- _Required actions_
1 – Answer these questions from the passage:
(a) What time of night does the writer give in the line that begins "But not at"?
(b) How many weeks after the first part was written does the takeaway come?
(c) Who are the authors of the book "Scarcity: Why Having So Little Means So Much"?
2 – Transcribe the passage word for word from "I have crafted" to "Tomorrow, forward!".

- _Source document_
•••

I have crafted all of this uncertainty, staking all on the belief that if I press forward in each arena, I will indeed get paid in each. And however much time may seem to be an enemy now, now is not the time to grow slack, to lower my arms or to slump my shoulders. Now is the time to take a deep breath - perhaps even to take a nap - and remind myself that before and after and beyond all of this, my life is hidden with Christ, in whom I am seated at the right hand of the Father in the heavenly realms. And to press forward with the energy and the confidence that flow from that position.

But not at 10:56 pm :)

Tomorrow, forward!

And don't make it more difficult than it already is.
________________________________________________________________________

Six weeks after writing all that, here's my takeaway: for me, being broke engenders stupidity, expressed in behaviors that only make things worse. As it happens, this is confirmed by a recently-published book, "Scarcity: Why Having So Little Means So Much." In it, authors Sendhil Mullainathan and Eldar Shafir examine how the perception of scarcity affects our thinking:

"When we function under scarcity, we deal with problems differently because we are preoccupied by scarcity, because our minds constantly return to it, we have less mind to give to the rest of life. The experience of scarcity reduces one's bandwidth, or mental capacity. Being poor will reduce bandwidth, and the poor make bad decisions."

•••

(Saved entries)
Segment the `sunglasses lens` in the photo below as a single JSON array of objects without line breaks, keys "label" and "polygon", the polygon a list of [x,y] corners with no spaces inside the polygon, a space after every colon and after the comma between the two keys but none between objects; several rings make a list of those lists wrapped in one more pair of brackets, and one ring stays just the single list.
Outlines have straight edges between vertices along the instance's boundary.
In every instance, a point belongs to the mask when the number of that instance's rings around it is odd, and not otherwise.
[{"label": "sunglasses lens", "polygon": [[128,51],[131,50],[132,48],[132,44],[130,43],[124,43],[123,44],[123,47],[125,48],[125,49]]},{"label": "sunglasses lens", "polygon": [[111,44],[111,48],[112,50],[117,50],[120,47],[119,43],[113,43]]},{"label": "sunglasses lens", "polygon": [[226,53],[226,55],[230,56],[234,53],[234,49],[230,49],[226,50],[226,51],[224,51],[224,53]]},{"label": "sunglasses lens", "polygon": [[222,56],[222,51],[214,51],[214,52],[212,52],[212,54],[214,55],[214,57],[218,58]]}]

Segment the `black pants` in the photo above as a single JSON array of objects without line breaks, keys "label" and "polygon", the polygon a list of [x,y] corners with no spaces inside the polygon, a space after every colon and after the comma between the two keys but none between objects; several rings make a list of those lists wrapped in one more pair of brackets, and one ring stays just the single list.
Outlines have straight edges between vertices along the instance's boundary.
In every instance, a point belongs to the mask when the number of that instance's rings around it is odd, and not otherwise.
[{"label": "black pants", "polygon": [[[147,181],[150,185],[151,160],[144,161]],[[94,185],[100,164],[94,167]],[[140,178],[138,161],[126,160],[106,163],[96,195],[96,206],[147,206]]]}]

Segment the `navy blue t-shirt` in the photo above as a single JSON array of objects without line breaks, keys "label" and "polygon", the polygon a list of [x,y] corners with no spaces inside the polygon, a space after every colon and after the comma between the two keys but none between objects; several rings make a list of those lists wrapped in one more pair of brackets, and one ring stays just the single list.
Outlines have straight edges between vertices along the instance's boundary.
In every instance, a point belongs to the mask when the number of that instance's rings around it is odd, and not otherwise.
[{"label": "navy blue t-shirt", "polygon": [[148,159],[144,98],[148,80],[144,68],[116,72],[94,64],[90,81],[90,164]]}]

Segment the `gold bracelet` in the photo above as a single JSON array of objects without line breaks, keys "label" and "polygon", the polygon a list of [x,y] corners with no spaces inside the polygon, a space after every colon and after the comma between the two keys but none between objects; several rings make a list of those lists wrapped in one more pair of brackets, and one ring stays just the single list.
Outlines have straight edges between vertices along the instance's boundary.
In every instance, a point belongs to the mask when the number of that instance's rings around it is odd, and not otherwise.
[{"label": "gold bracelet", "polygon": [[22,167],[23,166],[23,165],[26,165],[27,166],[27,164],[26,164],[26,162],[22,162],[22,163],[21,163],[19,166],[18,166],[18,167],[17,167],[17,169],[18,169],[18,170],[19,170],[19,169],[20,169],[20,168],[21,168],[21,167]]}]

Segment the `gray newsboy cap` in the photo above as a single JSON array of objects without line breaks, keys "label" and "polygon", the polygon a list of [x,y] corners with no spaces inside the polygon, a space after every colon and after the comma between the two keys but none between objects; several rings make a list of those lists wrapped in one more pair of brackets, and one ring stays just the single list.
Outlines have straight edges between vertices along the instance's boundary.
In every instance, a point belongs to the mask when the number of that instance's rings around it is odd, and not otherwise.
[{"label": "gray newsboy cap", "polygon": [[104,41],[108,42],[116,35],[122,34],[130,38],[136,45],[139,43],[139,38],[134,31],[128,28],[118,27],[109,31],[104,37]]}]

•••

- _Results for the exercise_
1 –
(a) 10:56 pm
(b) Six weeks
(c) Sendhil Mullainathan and Eldar Shafir

2 –
I have crafted all of this uncertainty, staking all on the belief that if I press forward in each arena, I will indeed get paid in each. And however much time may seem to be an enemy now, now is not the time to grow slack, to lower my arms or to slump my shoulders. Now is the time to take a deep breath - perhaps even to take a nap - and remind myself that before and after and beyond all of this, my life is hidden with Christ, in whom I am seated at the right hand of the Father in the heavenly realms. And to press forward with the energy and the confidence that flow from that position.

But not at 10:56 pm :)

Tomorrow, forward!